THE TASK: Pull out every line with the word "white" from the entries below.

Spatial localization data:
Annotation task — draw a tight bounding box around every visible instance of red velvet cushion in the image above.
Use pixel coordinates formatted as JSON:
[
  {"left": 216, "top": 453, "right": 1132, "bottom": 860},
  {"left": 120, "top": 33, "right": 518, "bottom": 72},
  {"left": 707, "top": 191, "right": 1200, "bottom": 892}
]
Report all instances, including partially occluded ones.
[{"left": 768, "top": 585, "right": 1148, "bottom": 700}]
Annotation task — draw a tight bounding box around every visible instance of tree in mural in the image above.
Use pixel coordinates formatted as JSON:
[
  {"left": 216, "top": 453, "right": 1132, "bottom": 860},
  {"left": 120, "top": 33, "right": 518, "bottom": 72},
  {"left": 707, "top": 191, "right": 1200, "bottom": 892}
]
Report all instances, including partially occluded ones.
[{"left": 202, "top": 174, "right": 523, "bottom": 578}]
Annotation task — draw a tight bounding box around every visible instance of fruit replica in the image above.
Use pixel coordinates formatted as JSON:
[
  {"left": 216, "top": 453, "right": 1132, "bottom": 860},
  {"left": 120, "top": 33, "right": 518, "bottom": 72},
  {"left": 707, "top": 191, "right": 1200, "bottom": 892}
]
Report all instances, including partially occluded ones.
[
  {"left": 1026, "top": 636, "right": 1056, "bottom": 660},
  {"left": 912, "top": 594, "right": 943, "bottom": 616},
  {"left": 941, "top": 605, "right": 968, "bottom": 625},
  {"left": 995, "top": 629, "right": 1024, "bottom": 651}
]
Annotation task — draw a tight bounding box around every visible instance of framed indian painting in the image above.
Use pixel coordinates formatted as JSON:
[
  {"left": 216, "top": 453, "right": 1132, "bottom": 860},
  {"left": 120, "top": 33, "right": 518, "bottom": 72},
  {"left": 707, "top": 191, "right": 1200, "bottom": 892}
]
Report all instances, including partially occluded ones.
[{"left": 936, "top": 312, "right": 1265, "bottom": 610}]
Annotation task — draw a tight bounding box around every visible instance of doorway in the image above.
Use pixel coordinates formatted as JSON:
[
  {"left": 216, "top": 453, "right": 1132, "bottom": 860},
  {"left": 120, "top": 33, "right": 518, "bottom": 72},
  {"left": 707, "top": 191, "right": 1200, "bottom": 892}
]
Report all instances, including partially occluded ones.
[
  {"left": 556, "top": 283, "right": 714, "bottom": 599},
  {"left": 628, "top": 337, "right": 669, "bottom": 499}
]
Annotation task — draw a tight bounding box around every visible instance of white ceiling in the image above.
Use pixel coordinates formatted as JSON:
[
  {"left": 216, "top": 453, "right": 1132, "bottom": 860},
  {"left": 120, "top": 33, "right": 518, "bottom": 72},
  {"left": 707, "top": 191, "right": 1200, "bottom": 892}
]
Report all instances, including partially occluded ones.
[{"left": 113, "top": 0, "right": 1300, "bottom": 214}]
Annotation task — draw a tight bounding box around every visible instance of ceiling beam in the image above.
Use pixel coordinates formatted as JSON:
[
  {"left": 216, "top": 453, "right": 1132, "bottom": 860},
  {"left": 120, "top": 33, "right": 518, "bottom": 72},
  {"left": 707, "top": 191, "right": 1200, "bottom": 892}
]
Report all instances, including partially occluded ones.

--

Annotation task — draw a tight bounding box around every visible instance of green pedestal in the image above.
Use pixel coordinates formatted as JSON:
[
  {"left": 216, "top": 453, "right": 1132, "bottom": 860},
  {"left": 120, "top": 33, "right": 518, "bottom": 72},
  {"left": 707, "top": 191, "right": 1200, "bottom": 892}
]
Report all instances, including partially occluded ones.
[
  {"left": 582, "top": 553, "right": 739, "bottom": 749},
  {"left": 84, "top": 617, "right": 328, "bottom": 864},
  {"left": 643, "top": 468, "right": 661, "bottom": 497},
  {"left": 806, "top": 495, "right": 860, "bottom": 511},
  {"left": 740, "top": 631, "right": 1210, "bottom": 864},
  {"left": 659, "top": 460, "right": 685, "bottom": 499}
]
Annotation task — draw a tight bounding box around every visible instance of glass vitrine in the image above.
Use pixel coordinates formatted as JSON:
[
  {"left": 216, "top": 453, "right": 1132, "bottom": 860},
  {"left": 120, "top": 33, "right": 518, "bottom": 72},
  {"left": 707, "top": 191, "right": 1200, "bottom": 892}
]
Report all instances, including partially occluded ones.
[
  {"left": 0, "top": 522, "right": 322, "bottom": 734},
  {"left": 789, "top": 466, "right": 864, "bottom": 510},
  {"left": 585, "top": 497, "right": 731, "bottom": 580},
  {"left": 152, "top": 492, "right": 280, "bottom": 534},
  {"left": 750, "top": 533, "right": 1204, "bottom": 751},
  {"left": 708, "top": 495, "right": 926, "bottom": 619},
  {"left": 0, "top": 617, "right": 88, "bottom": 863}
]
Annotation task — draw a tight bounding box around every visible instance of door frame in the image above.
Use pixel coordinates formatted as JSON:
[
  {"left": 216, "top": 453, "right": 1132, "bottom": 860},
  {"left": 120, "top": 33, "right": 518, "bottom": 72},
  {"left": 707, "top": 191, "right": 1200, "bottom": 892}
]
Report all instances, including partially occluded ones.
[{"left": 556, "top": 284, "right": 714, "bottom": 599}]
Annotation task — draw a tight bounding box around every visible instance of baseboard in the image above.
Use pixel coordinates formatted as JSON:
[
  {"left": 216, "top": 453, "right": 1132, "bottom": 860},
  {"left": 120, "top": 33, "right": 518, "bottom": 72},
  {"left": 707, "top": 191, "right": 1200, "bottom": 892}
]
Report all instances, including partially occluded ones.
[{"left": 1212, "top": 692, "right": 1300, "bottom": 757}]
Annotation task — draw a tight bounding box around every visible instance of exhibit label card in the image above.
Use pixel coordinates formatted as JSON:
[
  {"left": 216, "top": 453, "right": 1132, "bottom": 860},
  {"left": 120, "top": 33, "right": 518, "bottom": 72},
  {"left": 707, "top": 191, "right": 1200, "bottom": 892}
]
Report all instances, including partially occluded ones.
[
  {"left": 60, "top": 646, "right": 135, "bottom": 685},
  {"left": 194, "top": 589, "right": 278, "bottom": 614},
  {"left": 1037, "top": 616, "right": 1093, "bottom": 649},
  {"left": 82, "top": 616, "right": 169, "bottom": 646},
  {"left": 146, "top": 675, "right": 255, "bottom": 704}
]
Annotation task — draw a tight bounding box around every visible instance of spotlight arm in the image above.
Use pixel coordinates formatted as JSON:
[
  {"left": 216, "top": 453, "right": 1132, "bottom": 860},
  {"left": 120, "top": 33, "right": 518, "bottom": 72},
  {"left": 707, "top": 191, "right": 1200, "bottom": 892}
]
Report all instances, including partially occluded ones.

==

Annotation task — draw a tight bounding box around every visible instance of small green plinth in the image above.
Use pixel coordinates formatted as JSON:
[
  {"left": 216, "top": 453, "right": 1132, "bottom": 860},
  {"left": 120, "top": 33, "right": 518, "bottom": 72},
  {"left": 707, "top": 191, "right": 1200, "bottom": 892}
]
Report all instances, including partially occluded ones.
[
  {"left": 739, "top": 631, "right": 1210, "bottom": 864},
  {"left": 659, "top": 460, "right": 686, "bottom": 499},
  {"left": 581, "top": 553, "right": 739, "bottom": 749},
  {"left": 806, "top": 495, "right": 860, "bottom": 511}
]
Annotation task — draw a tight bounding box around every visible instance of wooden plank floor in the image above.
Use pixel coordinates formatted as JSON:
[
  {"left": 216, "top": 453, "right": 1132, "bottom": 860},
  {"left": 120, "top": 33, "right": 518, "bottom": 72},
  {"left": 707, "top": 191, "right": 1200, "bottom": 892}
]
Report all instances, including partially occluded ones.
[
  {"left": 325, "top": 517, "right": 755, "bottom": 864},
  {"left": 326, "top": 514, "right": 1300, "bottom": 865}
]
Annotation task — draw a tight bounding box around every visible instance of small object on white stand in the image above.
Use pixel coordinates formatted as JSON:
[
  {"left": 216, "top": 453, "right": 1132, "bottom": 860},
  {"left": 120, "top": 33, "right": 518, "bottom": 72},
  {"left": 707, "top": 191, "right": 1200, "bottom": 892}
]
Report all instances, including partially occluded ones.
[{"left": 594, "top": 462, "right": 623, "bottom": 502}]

WRITTEN RESPONSE:
Annotation task — draw a tight bounding box around every visible instance of white ceiling in the image above.
Annotation task — draw a tight bounding box around every visible instance of small object on white stand in the image above.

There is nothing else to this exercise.